EXERCISE PASSAGE |
* * *

Gaudeloupean novelist Maryse Condé’s I, Tituba, black witch of Salem, first appeared in
French as Moi, Tituba, sorcière…noire de Salem in 1986. The novel is a historical fiction based on the real figure of Tituba, accused of witchcraft in the village of Salem in 1692. In an earlier work, La civilisation du bossale (The culture of the bush nigger, 1978), Condé explored the oral literature of Gaudaloupe and Martinique; in Tituba, slaves remake their worlds with folklore. Condé’s novel is a historical fiction set in the very time when the notion of “history” for a certain group of people was disrupted, suppressed.
Condé’s Tituba, a figure brought into being by a white man’s rape of a slave from Barbados, exists in a state far removed from the classical world fetishized by the white inhabitants of the West Indies and New England. Friends are identified by the fact that they speak the same language, have the same store of tales to share. In one scene, Tituba, implicated in the witch trials, finds herself sharing a prison cell with a pregnant white woman named Hester who has been charged with adultery. As the two women share their origin stories, Hester invokes the classical curriculum as part of European chauvinism:
“In the bowels of the Mayflower, the first ship to have landed on this coast, were my two ancestors, my father’s father and my mother’s father, two fervent Separatists who had come to build the kingdom of the true God. You know how dangerous such projects are. No need to describe the fanaticism in which their descendants were brought up. It produced a flock of ministers who read Cicero, Cato, Ovid, and Virgil in the original…”
“I’ve never heard of these people,” I interrupted.
She raised her eyes upward. “Thank goodness for that! I had the misfortune to belong to a family that believed in sexual equality and at the age when you normally play with dolls my father had me recite the classics!”
Reading this, I was struck by how the names of these famous Roman writers are used by each speaker. For Hester, listing the classical canon is an efficient way to quickly characterize fanaticism. Hester’s ancestral, biological line is patrilineal – her principal forebears are her father’s father, and her mother’s father. Cicero, Cato, Ovid, and Virgil are presented as another ancestral patrimony, a lineage of men begetting men.

* * *

SUPPLIED MATERIAL |
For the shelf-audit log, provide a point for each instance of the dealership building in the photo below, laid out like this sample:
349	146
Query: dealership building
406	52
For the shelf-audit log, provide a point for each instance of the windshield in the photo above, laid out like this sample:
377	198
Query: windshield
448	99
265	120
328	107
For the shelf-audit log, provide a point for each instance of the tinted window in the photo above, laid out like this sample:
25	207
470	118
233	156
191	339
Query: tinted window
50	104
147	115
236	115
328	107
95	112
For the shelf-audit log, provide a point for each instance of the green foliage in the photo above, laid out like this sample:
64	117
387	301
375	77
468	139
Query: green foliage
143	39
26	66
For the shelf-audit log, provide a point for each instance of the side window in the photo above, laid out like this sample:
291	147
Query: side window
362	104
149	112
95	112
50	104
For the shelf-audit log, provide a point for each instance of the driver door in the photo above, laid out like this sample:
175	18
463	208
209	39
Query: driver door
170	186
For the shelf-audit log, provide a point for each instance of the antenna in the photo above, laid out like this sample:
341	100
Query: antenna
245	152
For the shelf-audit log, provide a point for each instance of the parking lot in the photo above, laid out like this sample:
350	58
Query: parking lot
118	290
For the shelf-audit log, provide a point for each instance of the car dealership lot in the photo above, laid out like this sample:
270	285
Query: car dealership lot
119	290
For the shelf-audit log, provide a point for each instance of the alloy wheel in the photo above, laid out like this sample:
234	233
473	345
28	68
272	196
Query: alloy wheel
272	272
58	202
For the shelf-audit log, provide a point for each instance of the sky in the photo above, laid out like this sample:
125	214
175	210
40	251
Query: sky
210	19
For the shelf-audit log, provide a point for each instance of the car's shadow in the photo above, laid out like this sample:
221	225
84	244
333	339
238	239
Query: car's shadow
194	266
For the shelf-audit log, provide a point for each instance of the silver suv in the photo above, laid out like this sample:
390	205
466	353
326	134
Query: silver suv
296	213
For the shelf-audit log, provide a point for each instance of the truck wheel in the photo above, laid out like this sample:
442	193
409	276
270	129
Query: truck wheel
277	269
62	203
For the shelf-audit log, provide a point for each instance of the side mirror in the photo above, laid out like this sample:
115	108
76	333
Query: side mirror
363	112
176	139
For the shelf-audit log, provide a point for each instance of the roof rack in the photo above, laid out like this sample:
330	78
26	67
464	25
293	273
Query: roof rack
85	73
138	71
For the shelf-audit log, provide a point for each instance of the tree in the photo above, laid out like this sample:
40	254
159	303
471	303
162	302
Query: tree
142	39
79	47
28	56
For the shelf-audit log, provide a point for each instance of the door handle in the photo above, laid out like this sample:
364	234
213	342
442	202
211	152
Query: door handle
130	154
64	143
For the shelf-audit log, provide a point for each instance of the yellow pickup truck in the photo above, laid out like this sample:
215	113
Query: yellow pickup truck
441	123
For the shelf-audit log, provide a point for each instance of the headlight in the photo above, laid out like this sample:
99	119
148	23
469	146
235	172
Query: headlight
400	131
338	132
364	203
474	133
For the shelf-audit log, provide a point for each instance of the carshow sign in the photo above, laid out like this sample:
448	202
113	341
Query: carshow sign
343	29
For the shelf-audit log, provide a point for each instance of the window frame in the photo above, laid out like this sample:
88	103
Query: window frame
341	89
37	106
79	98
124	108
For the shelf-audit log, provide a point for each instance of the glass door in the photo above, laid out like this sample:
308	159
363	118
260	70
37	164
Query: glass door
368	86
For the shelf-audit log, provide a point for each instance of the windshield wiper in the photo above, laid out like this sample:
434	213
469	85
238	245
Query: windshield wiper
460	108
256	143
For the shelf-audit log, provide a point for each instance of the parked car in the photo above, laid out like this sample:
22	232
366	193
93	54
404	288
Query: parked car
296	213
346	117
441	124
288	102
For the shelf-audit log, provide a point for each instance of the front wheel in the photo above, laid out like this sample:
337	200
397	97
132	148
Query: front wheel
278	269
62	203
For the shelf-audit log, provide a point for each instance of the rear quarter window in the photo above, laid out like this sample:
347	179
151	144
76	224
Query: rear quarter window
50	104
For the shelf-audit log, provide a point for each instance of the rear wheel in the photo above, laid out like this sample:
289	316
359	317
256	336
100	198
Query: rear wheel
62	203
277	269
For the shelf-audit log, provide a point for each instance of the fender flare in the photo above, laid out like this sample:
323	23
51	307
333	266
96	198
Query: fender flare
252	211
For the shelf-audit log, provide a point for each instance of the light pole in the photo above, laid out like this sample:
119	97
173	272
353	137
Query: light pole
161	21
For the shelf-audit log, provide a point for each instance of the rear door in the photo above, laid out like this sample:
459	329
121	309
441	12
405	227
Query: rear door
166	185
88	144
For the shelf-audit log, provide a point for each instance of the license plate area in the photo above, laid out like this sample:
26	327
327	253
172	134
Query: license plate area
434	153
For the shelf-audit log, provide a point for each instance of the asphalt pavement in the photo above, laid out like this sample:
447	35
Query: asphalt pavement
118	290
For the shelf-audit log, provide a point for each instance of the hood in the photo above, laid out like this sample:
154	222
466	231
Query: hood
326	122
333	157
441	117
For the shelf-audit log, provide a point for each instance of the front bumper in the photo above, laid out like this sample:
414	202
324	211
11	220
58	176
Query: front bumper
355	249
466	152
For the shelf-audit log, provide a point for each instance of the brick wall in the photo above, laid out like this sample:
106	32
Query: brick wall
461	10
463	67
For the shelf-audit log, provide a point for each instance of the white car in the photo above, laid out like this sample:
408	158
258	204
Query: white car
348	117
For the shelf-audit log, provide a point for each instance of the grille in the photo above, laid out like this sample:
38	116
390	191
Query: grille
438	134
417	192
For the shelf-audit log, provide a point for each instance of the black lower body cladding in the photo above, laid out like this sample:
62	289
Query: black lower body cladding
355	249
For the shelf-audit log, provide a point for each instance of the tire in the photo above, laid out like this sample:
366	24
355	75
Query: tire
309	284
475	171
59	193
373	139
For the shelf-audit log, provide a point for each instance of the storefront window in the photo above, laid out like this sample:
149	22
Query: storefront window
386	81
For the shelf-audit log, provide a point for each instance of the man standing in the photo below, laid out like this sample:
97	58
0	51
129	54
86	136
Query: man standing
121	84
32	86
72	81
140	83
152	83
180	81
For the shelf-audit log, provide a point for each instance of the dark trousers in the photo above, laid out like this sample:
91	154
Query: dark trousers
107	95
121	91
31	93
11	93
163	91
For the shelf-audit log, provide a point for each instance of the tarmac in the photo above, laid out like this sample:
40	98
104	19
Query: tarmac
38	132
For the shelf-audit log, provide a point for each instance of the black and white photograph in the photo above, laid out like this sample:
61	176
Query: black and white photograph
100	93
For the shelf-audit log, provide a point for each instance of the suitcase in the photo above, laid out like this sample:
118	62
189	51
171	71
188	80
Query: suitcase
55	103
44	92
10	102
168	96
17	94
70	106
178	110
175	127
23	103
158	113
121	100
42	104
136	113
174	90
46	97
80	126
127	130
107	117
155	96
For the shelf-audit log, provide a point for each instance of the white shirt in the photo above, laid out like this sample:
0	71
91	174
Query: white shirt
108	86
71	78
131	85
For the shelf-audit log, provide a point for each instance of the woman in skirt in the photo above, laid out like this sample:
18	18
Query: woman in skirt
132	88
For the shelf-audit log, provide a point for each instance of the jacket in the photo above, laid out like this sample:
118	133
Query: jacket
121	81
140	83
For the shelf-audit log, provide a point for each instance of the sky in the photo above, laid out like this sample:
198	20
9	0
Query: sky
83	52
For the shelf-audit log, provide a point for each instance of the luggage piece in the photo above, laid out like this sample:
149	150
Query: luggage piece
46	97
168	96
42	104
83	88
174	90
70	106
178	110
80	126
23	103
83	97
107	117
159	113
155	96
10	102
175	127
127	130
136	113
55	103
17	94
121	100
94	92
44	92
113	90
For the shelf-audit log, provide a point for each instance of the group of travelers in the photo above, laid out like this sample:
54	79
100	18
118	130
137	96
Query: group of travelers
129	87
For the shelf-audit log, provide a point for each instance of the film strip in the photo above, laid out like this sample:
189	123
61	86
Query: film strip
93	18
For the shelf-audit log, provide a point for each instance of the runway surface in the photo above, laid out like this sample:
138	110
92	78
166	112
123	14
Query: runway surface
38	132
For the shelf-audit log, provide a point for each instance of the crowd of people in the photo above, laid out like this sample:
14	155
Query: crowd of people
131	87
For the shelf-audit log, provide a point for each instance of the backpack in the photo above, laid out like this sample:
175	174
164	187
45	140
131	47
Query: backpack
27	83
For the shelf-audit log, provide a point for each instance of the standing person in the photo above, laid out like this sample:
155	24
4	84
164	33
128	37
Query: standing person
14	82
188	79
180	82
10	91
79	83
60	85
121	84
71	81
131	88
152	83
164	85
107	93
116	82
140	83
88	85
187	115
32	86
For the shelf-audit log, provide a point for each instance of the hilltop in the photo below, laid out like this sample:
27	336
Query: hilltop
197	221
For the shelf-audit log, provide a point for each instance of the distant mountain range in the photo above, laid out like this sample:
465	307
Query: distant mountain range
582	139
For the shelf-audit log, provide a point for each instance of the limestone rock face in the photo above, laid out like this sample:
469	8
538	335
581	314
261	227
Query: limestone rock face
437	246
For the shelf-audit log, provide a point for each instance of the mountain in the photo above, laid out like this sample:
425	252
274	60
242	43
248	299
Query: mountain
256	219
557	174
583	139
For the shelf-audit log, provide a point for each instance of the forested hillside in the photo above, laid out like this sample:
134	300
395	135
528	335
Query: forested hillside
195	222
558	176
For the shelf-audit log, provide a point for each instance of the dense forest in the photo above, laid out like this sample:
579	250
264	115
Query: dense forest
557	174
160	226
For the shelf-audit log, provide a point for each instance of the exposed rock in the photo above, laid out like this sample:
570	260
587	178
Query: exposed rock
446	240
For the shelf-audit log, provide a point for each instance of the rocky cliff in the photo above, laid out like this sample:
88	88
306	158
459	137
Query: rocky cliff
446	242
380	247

* * *

TASK INSTRUCTIONS |
1. Translate this sentence from the passage on Condé's novel into Spanish: "Friends are identified by the fact that they speak the same language, have the same store of tales to share."
2. Please resume the essay on Maryse Condé's I, Tituba, black witch of Salem, picking up right after its final sentence.

SOLVED TASKS |
1. Los amigos se identifican por el hecho de que hablan la misma lengua, tienen el mismo caudal de cuentos para compartir.

2.
The fact that Cicero comes first in the list is also significant. Since the Cato must be Cato the Elder, who precedes Cicero not only chronologically but in the fact that Cato was for Cicero a model of certain ideals regarding culture and writing, Cato’s postpositive position demonstrates the dominance of Ciceronian material in the educational context of the 17th century. Incidentally, it is also pretty amazing to read that these ministers are armed with the works of Ovid in their quest to build a kingdom of god given the
fact that the content of Ovid’s corpus is at best raunchy, at worst downright subversive. Hester’s classical knowledge is cast as a mark of male education. We get a perverse vision of “sexual equality”: Hester’s father’s desire to have her educated like a man separates her from the world of women, imagination, and creativity.
Tituba’s response is equally telling. Hester’s attempt to communicate by invoking the oppressive canon has failed, since Tituba does not share Hester’s experiences in the language of dominance. Tituba’s existence as a slave is communicated in different ways – in rape, assault, slaughter. Her forceful interruption and expression of ignorance is powerful: it is a refusal to become complicit in the project of empire with Hester, a refusal to hear more about figures who are symbolic of a culture of empire which makes both women suffer. What we have here in this scene is the staging of a failed classical invocation in order to situate both women on a spectrum of oppression.